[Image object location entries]
##########

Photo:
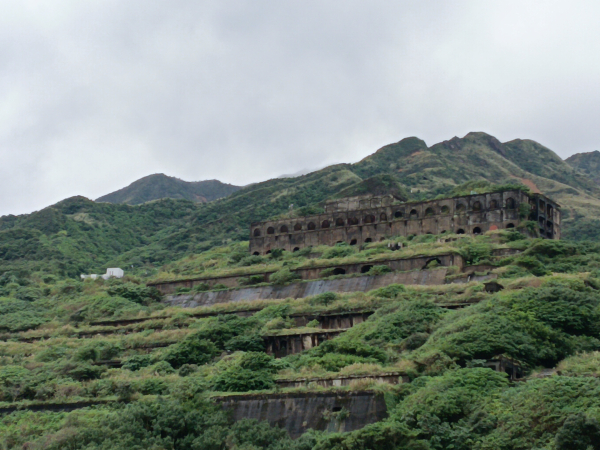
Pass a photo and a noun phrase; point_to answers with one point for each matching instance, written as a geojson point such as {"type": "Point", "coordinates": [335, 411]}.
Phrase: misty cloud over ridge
{"type": "Point", "coordinates": [97, 94]}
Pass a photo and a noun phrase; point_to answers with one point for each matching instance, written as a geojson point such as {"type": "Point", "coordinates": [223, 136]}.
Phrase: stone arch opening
{"type": "Point", "coordinates": [432, 262]}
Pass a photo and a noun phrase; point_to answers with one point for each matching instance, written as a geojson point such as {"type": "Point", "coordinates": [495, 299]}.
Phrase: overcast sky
{"type": "Point", "coordinates": [96, 94]}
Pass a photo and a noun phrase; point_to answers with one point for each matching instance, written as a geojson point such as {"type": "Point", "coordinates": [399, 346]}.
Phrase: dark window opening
{"type": "Point", "coordinates": [365, 269]}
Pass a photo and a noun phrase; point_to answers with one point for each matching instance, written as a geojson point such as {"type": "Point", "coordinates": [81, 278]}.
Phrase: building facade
{"type": "Point", "coordinates": [359, 220]}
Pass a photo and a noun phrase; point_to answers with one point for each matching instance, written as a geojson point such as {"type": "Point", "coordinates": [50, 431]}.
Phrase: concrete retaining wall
{"type": "Point", "coordinates": [306, 289]}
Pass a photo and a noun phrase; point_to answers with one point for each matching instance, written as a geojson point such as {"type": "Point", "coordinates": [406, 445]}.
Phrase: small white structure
{"type": "Point", "coordinates": [113, 272]}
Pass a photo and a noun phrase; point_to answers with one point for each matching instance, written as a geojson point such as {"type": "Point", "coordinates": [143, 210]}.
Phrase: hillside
{"type": "Point", "coordinates": [159, 186]}
{"type": "Point", "coordinates": [79, 236]}
{"type": "Point", "coordinates": [588, 163]}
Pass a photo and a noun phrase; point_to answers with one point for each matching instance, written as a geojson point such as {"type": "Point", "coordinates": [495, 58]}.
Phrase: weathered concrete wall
{"type": "Point", "coordinates": [306, 289]}
{"type": "Point", "coordinates": [311, 410]}
{"type": "Point", "coordinates": [313, 273]}
{"type": "Point", "coordinates": [359, 222]}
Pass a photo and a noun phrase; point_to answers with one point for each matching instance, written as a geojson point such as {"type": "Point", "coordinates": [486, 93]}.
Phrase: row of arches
{"type": "Point", "coordinates": [371, 218]}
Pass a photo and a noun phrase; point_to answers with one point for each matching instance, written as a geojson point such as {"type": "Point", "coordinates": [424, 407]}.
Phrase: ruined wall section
{"type": "Point", "coordinates": [361, 220]}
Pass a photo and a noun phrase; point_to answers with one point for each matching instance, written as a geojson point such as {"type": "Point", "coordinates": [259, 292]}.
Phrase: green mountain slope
{"type": "Point", "coordinates": [159, 185]}
{"type": "Point", "coordinates": [588, 163]}
{"type": "Point", "coordinates": [78, 235]}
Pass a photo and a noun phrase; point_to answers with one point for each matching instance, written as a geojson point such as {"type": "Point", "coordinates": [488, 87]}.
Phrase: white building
{"type": "Point", "coordinates": [113, 272]}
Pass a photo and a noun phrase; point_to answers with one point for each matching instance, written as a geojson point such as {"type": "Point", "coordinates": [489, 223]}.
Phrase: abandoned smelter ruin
{"type": "Point", "coordinates": [358, 220]}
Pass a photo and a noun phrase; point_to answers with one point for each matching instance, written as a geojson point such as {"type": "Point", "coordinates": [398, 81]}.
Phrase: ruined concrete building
{"type": "Point", "coordinates": [358, 220]}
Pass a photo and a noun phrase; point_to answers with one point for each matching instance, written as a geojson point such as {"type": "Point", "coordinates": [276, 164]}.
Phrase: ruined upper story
{"type": "Point", "coordinates": [358, 220]}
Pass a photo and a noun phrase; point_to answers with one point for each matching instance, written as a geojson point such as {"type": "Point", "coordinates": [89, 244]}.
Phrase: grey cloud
{"type": "Point", "coordinates": [94, 95]}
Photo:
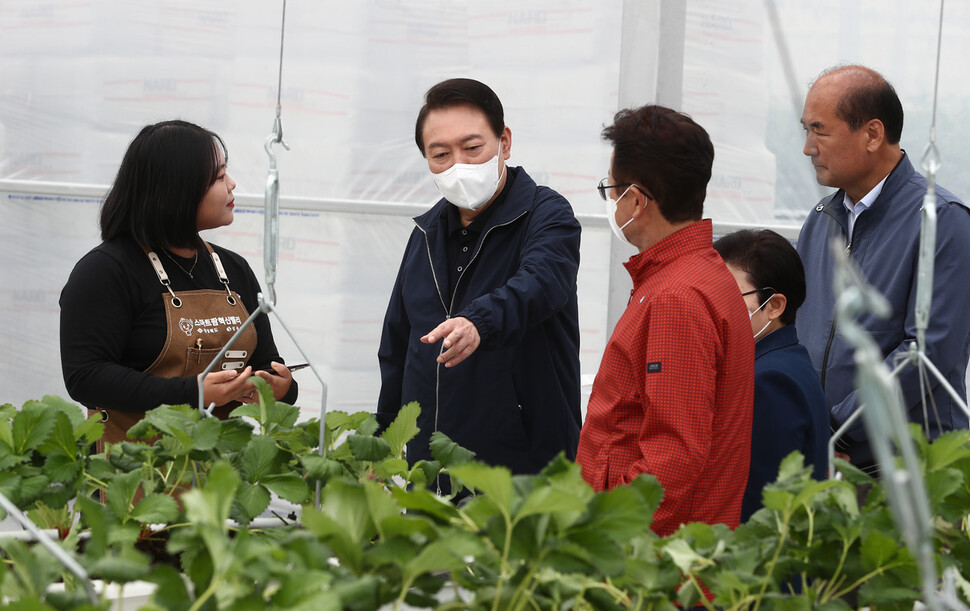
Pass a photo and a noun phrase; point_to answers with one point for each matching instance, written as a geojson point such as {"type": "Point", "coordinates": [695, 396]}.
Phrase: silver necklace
{"type": "Point", "coordinates": [188, 272]}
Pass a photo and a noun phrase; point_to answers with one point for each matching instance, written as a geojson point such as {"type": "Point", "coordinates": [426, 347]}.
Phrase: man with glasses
{"type": "Point", "coordinates": [674, 392]}
{"type": "Point", "coordinates": [482, 327]}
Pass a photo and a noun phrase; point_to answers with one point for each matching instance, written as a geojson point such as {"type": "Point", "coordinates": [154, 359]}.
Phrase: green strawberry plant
{"type": "Point", "coordinates": [175, 506]}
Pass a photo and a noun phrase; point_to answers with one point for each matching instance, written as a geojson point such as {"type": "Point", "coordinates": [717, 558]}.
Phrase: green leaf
{"type": "Point", "coordinates": [32, 486]}
{"type": "Point", "coordinates": [234, 434]}
{"type": "Point", "coordinates": [367, 448]}
{"type": "Point", "coordinates": [421, 500]}
{"type": "Point", "coordinates": [289, 486]}
{"type": "Point", "coordinates": [450, 553]}
{"type": "Point", "coordinates": [253, 499]}
{"type": "Point", "coordinates": [205, 434]}
{"type": "Point", "coordinates": [602, 554]}
{"type": "Point", "coordinates": [447, 452]}
{"type": "Point", "coordinates": [620, 513]}
{"type": "Point", "coordinates": [947, 449]}
{"type": "Point", "coordinates": [320, 467]}
{"type": "Point", "coordinates": [852, 474]}
{"type": "Point", "coordinates": [211, 503]}
{"type": "Point", "coordinates": [171, 592]}
{"type": "Point", "coordinates": [8, 459]}
{"type": "Point", "coordinates": [877, 550]}
{"type": "Point", "coordinates": [62, 468]}
{"type": "Point", "coordinates": [89, 431]}
{"type": "Point", "coordinates": [544, 499]}
{"type": "Point", "coordinates": [75, 413]}
{"type": "Point", "coordinates": [258, 459]}
{"type": "Point", "coordinates": [424, 471]}
{"type": "Point", "coordinates": [791, 466]}
{"type": "Point", "coordinates": [174, 421]}
{"type": "Point", "coordinates": [346, 504]}
{"type": "Point", "coordinates": [684, 556]}
{"type": "Point", "coordinates": [122, 568]}
{"type": "Point", "coordinates": [121, 492]}
{"type": "Point", "coordinates": [61, 438]}
{"type": "Point", "coordinates": [494, 482]}
{"type": "Point", "coordinates": [155, 509]}
{"type": "Point", "coordinates": [403, 429]}
{"type": "Point", "coordinates": [369, 426]}
{"type": "Point", "coordinates": [31, 426]}
{"type": "Point", "coordinates": [6, 433]}
{"type": "Point", "coordinates": [380, 504]}
{"type": "Point", "coordinates": [391, 467]}
{"type": "Point", "coordinates": [941, 484]}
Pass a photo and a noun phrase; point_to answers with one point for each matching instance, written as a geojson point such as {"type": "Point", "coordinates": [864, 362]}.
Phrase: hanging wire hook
{"type": "Point", "coordinates": [271, 214]}
{"type": "Point", "coordinates": [927, 253]}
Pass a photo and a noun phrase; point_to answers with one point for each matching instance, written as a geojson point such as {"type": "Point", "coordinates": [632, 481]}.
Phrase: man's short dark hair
{"type": "Point", "coordinates": [665, 152]}
{"type": "Point", "coordinates": [772, 265]}
{"type": "Point", "coordinates": [460, 92]}
{"type": "Point", "coordinates": [868, 95]}
{"type": "Point", "coordinates": [163, 177]}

##########

Direction |
The records above should be reproduced exactly, with no pictures included.

Exercise solution |
Photo:
Pass a photo and a noun phrase; point_to answers with one point for each matching instance, written as a geojson point such as {"type": "Point", "coordinates": [335, 411]}.
Phrase: misty cloud over ridge
{"type": "Point", "coordinates": [97, 94]}
Pass a photo and a noun phrase; point_to answers with one point for each matching instance, written as a geojson point such as {"type": "Point", "coordinates": [223, 136]}.
Phrase: stone arch opening
{"type": "Point", "coordinates": [432, 262]}
Pass a photo and a noun phrase; point_to answers with one point for each matching instance, written as a geojson point such as {"type": "Point", "coordinates": [495, 299]}.
Phrase: overcast sky
{"type": "Point", "coordinates": [96, 94]}
Pass a photo and a noun phrase; point_to answers with one point for each matching instance, written as a geojson point such as {"type": "Point", "coordinates": [399, 346]}.
Phrase: dark window opening
{"type": "Point", "coordinates": [365, 269]}
Pass a photo and a noun phrase; point_to answers with one point for each matching instance, written as a geojson point such as {"type": "Point", "coordinates": [81, 278]}.
Phrase: building facade
{"type": "Point", "coordinates": [359, 220]}
Pass a photo and a noun phrase; point_to answers with one point for each matching instance, written as a geojson point such as {"type": "Point", "coordinates": [50, 431]}.
Phrase: concrete retaining wall
{"type": "Point", "coordinates": [306, 289]}
Pass a photo and a noun phrase; point_to answers with one point for each matching instance, written as a geojson point such as {"type": "Point", "coordinates": [406, 445]}.
Phrase: small white structure
{"type": "Point", "coordinates": [113, 272]}
Pass a photo and a noun phrase; point_to answers with one point for each matching instance, written as a geojson point such as {"type": "Point", "coordinates": [143, 210]}.
Phrase: hillside
{"type": "Point", "coordinates": [159, 186]}
{"type": "Point", "coordinates": [79, 236]}
{"type": "Point", "coordinates": [588, 163]}
Pass a photo and a noun phrase; point_to answers with one point for each matching instance, written as a geojson point such as {"type": "Point", "coordinates": [495, 58]}.
Phrase: weathered concrete wall
{"type": "Point", "coordinates": [306, 289]}
{"type": "Point", "coordinates": [311, 410]}
{"type": "Point", "coordinates": [313, 273]}
{"type": "Point", "coordinates": [359, 222]}
Pass a photo and a noun phrase; point_to answers with one point for each matching instance, written as a geojson point such as {"type": "Point", "coordinates": [486, 93]}.
Phrase: row of arches
{"type": "Point", "coordinates": [371, 218]}
Pass a photo and a noun phrase; point_to answers with one point for each matching instance, written as a geojson point such as {"type": "Point", "coordinates": [424, 407]}.
Phrase: ruined wall section
{"type": "Point", "coordinates": [361, 220]}
Pass a photo and a noun phrase; point_to answers with one point for each matching instance, written as a geojson point such as {"type": "Point", "coordinates": [259, 292]}.
Phrase: green mountain slope
{"type": "Point", "coordinates": [159, 185]}
{"type": "Point", "coordinates": [588, 163]}
{"type": "Point", "coordinates": [78, 235]}
Pass a photo and a noun phrase; point_to answers with one point for each matching instance, written as a geojson point such as {"type": "Point", "coordinates": [488, 87]}.
Phrase: white building
{"type": "Point", "coordinates": [113, 272]}
Pass a photo and a noun phrase; point_to answers with one point for each matching instance, written as a geojson point such as {"type": "Point", "coordinates": [489, 223]}.
Phrase: abandoned smelter ruin
{"type": "Point", "coordinates": [358, 220]}
Pass a photo and a noun phrase; point_to answers with one point for each matching instance, written as a geojson point such as {"type": "Point", "coordinates": [398, 81]}.
Phrase: ruined concrete building
{"type": "Point", "coordinates": [358, 220]}
Pass a photo and a noun phrase; point_to answers with one point for each matching instance, written as a geojson point such as {"type": "Point", "coordinates": [276, 164]}.
Phrase: ruined upper story
{"type": "Point", "coordinates": [358, 220]}
Pass a photo and a noun phrase; point_to answers with one point for each matching instance, written as a geojson point such as {"type": "Point", "coordinates": [89, 244]}.
Phrase: grey cloud
{"type": "Point", "coordinates": [94, 95]}
Photo:
Pass a photo and a noun phrase; point_to answers with one point for each matching instance, written as a geojson point such as {"type": "Point", "coordinates": [695, 396]}.
Phrase: silver necklace
{"type": "Point", "coordinates": [188, 272]}
Pass a photo and a noun phrase; point_to answers with one point for each matching instance, written as a geojson point such as {"type": "Point", "coordinates": [426, 347]}.
Phrase: man with glasses
{"type": "Point", "coordinates": [674, 392]}
{"type": "Point", "coordinates": [482, 327]}
Pass a photo and a noun phrase; point_to answers with one point for each matching instance, written as a geojson point such as {"type": "Point", "coordinates": [154, 359]}.
Phrase: green strawberry plant
{"type": "Point", "coordinates": [175, 506]}
Pass a photo and a noun phrase; point_to answers with one point for each matching instance, written as a geojson point such as {"type": "Point", "coordinates": [717, 558]}.
Phrase: green leaf
{"type": "Point", "coordinates": [32, 486]}
{"type": "Point", "coordinates": [234, 434]}
{"type": "Point", "coordinates": [367, 448]}
{"type": "Point", "coordinates": [421, 500]}
{"type": "Point", "coordinates": [289, 486]}
{"type": "Point", "coordinates": [450, 553]}
{"type": "Point", "coordinates": [253, 499]}
{"type": "Point", "coordinates": [205, 434]}
{"type": "Point", "coordinates": [602, 554]}
{"type": "Point", "coordinates": [447, 452]}
{"type": "Point", "coordinates": [620, 513]}
{"type": "Point", "coordinates": [947, 449]}
{"type": "Point", "coordinates": [320, 467]}
{"type": "Point", "coordinates": [852, 474]}
{"type": "Point", "coordinates": [211, 503]}
{"type": "Point", "coordinates": [171, 592]}
{"type": "Point", "coordinates": [8, 459]}
{"type": "Point", "coordinates": [877, 550]}
{"type": "Point", "coordinates": [62, 468]}
{"type": "Point", "coordinates": [89, 431]}
{"type": "Point", "coordinates": [544, 499]}
{"type": "Point", "coordinates": [75, 413]}
{"type": "Point", "coordinates": [258, 459]}
{"type": "Point", "coordinates": [424, 471]}
{"type": "Point", "coordinates": [791, 466]}
{"type": "Point", "coordinates": [174, 421]}
{"type": "Point", "coordinates": [346, 504]}
{"type": "Point", "coordinates": [684, 556]}
{"type": "Point", "coordinates": [122, 568]}
{"type": "Point", "coordinates": [121, 492]}
{"type": "Point", "coordinates": [61, 438]}
{"type": "Point", "coordinates": [494, 482]}
{"type": "Point", "coordinates": [155, 509]}
{"type": "Point", "coordinates": [403, 429]}
{"type": "Point", "coordinates": [369, 426]}
{"type": "Point", "coordinates": [31, 426]}
{"type": "Point", "coordinates": [6, 433]}
{"type": "Point", "coordinates": [380, 504]}
{"type": "Point", "coordinates": [391, 467]}
{"type": "Point", "coordinates": [941, 484]}
Pass a photo and a noun phrase; point_to answers with one point for each matching instance, written as a geojson point such as {"type": "Point", "coordinates": [864, 362]}.
Phrase: hanging wire hook
{"type": "Point", "coordinates": [271, 214]}
{"type": "Point", "coordinates": [927, 253]}
Pass a photo and a noun phrase; point_to answers with one point for each matching instance, written as a geojson point such as {"type": "Point", "coordinates": [632, 481]}.
Phrase: man's short dark hair
{"type": "Point", "coordinates": [665, 152]}
{"type": "Point", "coordinates": [772, 265]}
{"type": "Point", "coordinates": [460, 92]}
{"type": "Point", "coordinates": [868, 95]}
{"type": "Point", "coordinates": [163, 177]}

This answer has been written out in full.